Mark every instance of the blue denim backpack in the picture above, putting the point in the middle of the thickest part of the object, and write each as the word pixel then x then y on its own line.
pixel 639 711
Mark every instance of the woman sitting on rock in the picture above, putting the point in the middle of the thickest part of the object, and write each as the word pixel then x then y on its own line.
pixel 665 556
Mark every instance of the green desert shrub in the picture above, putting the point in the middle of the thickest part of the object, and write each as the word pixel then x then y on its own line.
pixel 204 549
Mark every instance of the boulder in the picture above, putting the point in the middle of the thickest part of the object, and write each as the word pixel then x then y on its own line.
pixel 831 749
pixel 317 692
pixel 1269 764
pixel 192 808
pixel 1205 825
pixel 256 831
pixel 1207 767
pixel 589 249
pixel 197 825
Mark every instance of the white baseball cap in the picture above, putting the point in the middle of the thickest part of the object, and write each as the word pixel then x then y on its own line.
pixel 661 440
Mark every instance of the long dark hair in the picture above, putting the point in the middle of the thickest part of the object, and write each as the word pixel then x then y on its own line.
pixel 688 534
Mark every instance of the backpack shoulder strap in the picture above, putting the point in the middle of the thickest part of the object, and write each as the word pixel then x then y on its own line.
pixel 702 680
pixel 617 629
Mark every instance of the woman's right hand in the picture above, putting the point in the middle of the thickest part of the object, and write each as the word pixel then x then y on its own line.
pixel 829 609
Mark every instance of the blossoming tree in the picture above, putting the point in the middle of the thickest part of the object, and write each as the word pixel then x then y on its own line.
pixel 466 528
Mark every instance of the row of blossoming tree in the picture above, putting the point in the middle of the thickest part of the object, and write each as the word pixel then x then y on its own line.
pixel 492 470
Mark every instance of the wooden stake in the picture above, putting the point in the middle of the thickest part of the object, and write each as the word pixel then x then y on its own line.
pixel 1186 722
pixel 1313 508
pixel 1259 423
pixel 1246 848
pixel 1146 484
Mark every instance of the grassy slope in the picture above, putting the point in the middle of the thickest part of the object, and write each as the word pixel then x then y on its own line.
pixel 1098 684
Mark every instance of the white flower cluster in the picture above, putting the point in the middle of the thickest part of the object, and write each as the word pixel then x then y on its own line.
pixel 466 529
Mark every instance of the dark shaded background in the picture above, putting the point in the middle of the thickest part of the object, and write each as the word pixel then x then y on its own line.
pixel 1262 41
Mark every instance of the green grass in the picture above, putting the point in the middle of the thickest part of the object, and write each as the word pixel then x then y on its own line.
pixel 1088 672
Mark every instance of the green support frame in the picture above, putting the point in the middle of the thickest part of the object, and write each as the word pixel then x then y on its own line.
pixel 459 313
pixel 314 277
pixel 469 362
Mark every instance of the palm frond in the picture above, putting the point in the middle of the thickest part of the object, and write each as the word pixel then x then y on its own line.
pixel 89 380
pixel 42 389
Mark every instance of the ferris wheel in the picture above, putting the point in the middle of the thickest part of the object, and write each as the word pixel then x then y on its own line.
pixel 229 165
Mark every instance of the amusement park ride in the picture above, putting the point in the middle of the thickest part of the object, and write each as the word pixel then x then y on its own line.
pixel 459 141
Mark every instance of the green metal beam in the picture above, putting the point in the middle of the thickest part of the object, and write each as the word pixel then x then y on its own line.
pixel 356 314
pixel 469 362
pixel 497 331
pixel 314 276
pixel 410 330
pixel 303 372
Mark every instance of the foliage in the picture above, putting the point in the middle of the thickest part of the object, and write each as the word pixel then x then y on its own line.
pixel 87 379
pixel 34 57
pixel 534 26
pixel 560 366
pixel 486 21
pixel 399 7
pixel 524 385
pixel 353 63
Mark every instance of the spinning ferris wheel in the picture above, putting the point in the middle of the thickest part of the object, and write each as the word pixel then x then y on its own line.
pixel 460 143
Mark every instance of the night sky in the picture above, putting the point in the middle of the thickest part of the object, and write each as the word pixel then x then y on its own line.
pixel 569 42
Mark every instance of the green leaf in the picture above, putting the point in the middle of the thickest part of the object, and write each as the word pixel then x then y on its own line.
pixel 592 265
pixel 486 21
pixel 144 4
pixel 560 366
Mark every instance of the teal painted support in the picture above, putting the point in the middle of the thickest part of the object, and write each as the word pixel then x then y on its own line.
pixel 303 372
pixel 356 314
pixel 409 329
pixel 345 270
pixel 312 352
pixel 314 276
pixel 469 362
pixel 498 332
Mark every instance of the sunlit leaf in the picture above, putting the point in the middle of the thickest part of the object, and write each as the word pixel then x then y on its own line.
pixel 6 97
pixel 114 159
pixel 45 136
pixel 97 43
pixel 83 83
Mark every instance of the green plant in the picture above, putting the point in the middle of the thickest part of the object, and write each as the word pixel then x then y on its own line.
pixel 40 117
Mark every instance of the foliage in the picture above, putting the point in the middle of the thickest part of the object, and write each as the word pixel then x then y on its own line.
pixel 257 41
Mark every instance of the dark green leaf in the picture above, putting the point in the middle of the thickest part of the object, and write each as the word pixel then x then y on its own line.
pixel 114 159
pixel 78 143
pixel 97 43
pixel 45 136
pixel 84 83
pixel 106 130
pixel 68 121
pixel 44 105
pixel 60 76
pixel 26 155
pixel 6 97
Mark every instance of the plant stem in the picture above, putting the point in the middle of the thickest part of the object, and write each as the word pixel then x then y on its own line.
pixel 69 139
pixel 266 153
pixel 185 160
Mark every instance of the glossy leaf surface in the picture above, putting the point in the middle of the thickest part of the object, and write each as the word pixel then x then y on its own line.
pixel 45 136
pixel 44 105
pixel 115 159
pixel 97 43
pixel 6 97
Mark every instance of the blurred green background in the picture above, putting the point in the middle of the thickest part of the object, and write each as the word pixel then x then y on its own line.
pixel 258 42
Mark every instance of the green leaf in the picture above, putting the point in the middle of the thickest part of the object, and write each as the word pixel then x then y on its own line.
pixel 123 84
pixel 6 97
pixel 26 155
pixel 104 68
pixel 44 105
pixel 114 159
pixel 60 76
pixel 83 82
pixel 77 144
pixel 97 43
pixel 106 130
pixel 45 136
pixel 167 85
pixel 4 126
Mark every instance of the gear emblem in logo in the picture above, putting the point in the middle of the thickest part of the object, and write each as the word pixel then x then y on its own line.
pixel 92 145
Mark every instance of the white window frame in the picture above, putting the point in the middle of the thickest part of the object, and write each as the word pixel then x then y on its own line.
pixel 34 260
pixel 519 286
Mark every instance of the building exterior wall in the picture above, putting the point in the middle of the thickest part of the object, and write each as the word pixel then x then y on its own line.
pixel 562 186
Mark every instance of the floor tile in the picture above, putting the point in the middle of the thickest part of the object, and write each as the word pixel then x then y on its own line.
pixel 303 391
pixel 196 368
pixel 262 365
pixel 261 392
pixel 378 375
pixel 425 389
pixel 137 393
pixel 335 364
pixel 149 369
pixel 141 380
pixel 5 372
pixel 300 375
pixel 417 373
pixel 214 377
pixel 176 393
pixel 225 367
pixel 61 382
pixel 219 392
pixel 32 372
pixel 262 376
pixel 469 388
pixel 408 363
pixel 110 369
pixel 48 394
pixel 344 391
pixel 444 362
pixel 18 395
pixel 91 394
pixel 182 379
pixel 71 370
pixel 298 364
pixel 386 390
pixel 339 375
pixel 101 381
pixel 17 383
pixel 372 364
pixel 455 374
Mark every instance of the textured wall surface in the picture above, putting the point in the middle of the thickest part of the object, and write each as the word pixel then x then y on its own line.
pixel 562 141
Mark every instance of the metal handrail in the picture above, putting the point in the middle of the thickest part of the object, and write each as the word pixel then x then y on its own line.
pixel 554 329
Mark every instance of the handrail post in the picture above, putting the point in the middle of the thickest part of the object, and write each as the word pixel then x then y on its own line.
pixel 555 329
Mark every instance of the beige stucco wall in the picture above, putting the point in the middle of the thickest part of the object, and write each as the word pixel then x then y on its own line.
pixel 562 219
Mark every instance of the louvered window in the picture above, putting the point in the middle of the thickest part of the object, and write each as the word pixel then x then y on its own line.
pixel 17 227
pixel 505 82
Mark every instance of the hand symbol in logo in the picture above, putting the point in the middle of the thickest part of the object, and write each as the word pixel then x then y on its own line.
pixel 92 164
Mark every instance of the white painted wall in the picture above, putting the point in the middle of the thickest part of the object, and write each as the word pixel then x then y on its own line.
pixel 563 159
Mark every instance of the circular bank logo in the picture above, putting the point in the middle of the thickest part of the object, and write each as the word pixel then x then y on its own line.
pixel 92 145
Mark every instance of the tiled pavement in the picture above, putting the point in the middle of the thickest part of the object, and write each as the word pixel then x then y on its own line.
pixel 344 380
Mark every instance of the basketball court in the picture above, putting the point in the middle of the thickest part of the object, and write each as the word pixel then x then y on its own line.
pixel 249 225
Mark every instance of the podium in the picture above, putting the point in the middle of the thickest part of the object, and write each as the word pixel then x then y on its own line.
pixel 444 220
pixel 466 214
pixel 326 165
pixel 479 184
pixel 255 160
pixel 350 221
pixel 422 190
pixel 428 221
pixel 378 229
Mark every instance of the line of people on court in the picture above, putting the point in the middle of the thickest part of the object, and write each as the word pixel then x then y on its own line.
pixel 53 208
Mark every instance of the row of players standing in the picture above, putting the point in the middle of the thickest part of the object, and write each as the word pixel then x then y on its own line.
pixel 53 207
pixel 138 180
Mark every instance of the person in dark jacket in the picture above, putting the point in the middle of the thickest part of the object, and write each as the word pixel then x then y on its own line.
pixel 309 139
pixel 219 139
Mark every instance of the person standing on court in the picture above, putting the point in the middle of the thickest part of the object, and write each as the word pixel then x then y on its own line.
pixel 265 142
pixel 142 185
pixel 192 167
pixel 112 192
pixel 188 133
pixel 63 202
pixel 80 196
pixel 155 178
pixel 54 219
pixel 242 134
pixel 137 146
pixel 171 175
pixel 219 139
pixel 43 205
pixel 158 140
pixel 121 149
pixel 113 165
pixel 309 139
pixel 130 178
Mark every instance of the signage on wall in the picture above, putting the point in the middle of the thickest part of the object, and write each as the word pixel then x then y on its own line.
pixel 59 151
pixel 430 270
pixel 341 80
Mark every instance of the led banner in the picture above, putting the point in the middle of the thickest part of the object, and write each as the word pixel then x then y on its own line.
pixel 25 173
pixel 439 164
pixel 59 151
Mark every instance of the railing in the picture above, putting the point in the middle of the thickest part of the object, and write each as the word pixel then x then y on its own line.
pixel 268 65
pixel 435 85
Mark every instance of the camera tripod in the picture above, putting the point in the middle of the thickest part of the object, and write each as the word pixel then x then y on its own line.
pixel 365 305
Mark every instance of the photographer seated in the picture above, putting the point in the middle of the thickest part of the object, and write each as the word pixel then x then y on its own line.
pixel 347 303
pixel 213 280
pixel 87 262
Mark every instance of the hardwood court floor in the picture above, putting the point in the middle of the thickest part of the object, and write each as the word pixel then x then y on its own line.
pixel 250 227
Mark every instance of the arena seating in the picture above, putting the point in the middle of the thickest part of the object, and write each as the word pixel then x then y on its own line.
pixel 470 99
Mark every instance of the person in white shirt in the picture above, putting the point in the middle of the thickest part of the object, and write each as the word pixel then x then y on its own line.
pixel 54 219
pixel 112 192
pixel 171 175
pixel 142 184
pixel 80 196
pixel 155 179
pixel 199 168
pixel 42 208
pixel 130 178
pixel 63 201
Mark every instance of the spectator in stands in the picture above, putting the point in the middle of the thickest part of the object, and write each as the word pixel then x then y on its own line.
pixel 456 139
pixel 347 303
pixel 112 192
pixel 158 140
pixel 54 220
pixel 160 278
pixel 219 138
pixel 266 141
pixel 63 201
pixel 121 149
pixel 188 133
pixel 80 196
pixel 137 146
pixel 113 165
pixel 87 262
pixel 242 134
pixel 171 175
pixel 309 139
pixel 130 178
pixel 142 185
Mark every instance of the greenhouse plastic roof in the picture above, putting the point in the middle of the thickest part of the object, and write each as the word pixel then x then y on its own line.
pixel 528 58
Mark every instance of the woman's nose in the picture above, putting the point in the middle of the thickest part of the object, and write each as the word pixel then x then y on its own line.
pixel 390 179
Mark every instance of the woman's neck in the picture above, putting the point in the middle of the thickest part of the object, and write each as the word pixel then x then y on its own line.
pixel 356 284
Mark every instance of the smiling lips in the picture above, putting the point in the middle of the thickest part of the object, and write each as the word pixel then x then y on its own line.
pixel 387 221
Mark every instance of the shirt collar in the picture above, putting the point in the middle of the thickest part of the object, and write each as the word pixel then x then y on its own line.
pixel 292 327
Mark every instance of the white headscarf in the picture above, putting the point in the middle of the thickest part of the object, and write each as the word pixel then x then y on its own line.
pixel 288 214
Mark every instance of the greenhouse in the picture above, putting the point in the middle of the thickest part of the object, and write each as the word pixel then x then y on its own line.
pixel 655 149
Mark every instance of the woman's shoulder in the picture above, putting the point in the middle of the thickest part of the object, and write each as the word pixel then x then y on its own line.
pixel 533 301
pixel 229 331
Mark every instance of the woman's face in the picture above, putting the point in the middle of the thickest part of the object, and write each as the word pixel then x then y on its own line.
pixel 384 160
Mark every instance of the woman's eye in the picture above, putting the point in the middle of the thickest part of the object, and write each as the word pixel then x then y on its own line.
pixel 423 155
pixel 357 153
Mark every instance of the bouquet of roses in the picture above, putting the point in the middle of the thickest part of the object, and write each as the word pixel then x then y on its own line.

==================================================

[Task details] Exactly as they appear above, write out the line containing "Mark every instance of the woman's nose" and each line that comes after it in the records.

[Response to the exercise]
Mark every instance of the woman's nose in the picture above, putting the point in the middle of the thickest part of the object, and write each as the word pixel then x then y on its own line.
pixel 390 179
Mark every instance of the woman's neck in the picture above, putting the point in the middle of the thickest part of the object, and write each as the word pixel then x then y on its own line.
pixel 356 284
Mark every instance of the smiling lips in the picture above, putting the point in the middle of the thickest part of the object, and write each as the word pixel then x then y on its own line.
pixel 387 221
Mark every instance of the shirt collar in the picture above, putting the point in the middle of the thickest part of the object, and write each as the word pixel then x then y on its own line.
pixel 292 327
Mark every instance of the white headscarf in the picture above, putting the point in the middle of the thickest part of the object, and write each as the word pixel then x then y on its own line.
pixel 288 214
Mark every instance of the greenhouse in the picture above, putting the point in the middle of the thickest part of the object, and write each as the word pixel then x then y on its own line.
pixel 655 149
Mark every instance of the woman's shoulder in the picture above, putting the point in the middle of the thickest part of the object, and write each as the word pixel then x then y on its own line.
pixel 533 301
pixel 229 331
Mark every instance of the woman's face in the picture above, putting the point in the middle of the thickest part of the object, and write each as the word pixel then x then y on its own line.
pixel 384 160
Mark every instance of the woman's eye in the picture above, putting the point in the middle of the thickest part of the object, and write each as the word pixel then x then y on its own line.
pixel 423 155
pixel 357 153
Mark every instance of the bouquet of roses in the picture above, putting the point in the middle of the thickest part of the object, and write each as the word pixel then x then y on its own line.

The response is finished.